Lo llevo todo eso a la misma mesa y ya encima de ella te puedo presentar una de mis salsas.
Una roja, espesa y picante, algo amarga aunque dulce, para que acompañes todos tus recuerdos.

Ingredientes.
Tomate, como ese primero.
Una taza de agua, de tu grifo.
Dos cucharadas soperas de aceite, del virgen
Azúcar, una pizca
Sal, gorda
Pimienta, molida o recién molida
Albahaca, del jardín
Cebolla, roja y bien picada
Un puerro ajo, menos picado pero deja que poche bien junto con la cebolla
Carne picada, de cordero
Semillas de amapola, del campo próximo que siempre sueles tener. Son para decorar, no se cuecen. Espolvoréalas por encima, cuando termines tu salsa.


Sigue instrucciones de elaboración de la salsa según recuerdos y criterios propios. No tienes porque llamar la salsa boloñesa, en realidad, no tiene nada que ver.
Eso sí, disfrútala con unos linguini, fetuccini, no porque rimen sino porque son parecidos, como los espaguetis planos pero que tienen más razón de existir que los tallarines.
Repite la misma receta conforme van pasando los años, intenta descubrir lo que añades o quitas cada vez que vuelves a hacerla, apúntalo en tu recetario y guárdalo. Sé que sabes escribir.
Acompaña esa salsa con un vino. No de los que tienes ya catados; escoge uno cuya etiqueta no te suene, mira bien que lleve petit verdot o cabernet, del 2003.

Intenta dejar ese primer tomate en su punto, hazlo como si fuese yo.

viernes, 13 de febrero de 2009


Un miguelito de La Roda

A base de un hojaldre fino, finísimo y crema deliciosa, hoy te cuento un relato breve, espolvoreado con abundante azúcar glas.


Pocas veces vuelvo a los sitios o pocas veces los sitios me hacen volver.

Pero, esta tarde, añoro ese sabor tan fino y tan dulce que hace seis años probé, en la provincia de Albacete.


Te sitúo.

Estamos en la Mancha alta albaceteña, una tierra de paso y nada más.

- Listado:

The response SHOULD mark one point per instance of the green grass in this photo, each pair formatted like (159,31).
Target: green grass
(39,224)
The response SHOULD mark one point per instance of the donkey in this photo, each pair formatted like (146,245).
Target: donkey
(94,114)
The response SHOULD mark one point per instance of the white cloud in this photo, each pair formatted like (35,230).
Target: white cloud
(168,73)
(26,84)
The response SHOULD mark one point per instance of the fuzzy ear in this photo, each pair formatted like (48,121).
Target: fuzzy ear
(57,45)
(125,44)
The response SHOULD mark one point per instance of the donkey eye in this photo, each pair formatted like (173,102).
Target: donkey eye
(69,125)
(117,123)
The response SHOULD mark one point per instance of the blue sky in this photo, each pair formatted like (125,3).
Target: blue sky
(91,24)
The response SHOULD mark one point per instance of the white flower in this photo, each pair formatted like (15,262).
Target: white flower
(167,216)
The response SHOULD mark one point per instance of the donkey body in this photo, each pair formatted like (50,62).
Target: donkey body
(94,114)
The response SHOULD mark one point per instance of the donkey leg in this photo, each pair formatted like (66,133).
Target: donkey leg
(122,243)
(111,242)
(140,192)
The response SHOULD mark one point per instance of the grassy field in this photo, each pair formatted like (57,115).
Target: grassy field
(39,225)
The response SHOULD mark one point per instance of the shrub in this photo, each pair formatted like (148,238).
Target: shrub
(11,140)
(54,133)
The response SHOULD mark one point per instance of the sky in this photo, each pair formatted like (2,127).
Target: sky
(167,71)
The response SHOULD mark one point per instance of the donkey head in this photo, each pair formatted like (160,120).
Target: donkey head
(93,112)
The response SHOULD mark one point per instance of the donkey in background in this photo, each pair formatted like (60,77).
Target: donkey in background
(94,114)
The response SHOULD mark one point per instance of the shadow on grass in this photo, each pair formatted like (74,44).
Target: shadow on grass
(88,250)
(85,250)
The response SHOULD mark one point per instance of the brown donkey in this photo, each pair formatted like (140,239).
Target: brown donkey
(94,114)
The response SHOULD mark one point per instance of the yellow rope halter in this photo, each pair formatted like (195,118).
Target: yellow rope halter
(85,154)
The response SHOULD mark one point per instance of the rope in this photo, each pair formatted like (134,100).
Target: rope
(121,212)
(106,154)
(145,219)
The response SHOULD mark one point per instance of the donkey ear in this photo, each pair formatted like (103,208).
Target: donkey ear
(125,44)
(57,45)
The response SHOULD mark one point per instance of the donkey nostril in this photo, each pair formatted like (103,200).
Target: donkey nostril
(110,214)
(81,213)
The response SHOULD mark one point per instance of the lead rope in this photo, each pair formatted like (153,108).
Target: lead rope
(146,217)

==

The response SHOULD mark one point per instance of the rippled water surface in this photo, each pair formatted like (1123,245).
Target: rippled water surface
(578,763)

- Tarea A:
En el fragmento sobre la salsa y el miguelito, ¿por qué las semillas de amapola se espolvorean por encima al terminar la salsa?
- Tarea B:
Convierte en una lista breve el párrafo del fragmento sobre la salsa y el miguelito que empieza por "Acompaña esa salsa con un vino" y conserva sus datos principales.
- Tarea C:
Prosigue el fragmento sobre la salsa y el miguelito a partir de su última frase.

- Respuesta A:
Se añaden al final, espolvoreadas por encima, porque sirven para decorar y no se cuecen.

- Respuesta B:
- Acompaña la salsa con un vino.
- No elijas uno que ya hayas catado. Escoge uno cuya etiqueta no te suene.
- Comprueba que lleve petit verdot o cabernet y que sea del 2003.

- Respuesta C:
Y quién me quita de encima los recuerdos, los antecedentes y las garrafas de vino tinto que nos llevábamos a casa juntos, y luego se nos olvidaban, hasta el día que volviésemos a la bodega a por más, más vino.

Nos alejamos algo de las riberas del Júcar, pero allí también aprendí a buscar mi chato de tinto exquisito, para acompañar las cenceñas y el lomo de orza. La Tempranillo y la Tinta del País te dan vinos aptos, vinos de una buena mesa, en las terrazas con vistas a la plaza, entre Minaya y Chinchilla.

Quién me cambia el acento neutro y llano, si yo lo aprendí andando hacia la confitería La Moderna.

Si un día, de paso y sin querer, te encuentras en La Roda, no te vayas sin una caja de doce Miguelitos. Manuel los inventó y un tal Miguel los cató, y de allí su nombre.

Volviendo, trata esa caja con cuidado, no la muevas mucho, y si los olores te hacen abrirla antes de llegar a casa, no aplastes el Miguelito antes de comerlo o, como allí aconsejan, no los chafes, pierden su sabor fino. Deja que se doble dentro de tu boca, intenta respirar sin prisas y sin soplar,

si no el azúcar glas va a volar y buscará hueco en tu ropa, en tu pelo y mejillas.

Pues, esa nube de azúcar, en realidad y si recuerdo bien, es lo que estimula a tu gusto dulce, que esa crema luego no es nada empalagosa, nada dulce, te refresca y te quita el dulzor del azúcar.

Es crema blanca, sin sabor a vainilla. Más bien, sabe a nata ligeramente montada, pero más no te lo podría matizar.

La receta no la tengo y tampoco la quiero tener. La receta está allí y, como bien dice mi padre, cada cosa sabe en su lugar, así que no la saquemos de sus fronteras.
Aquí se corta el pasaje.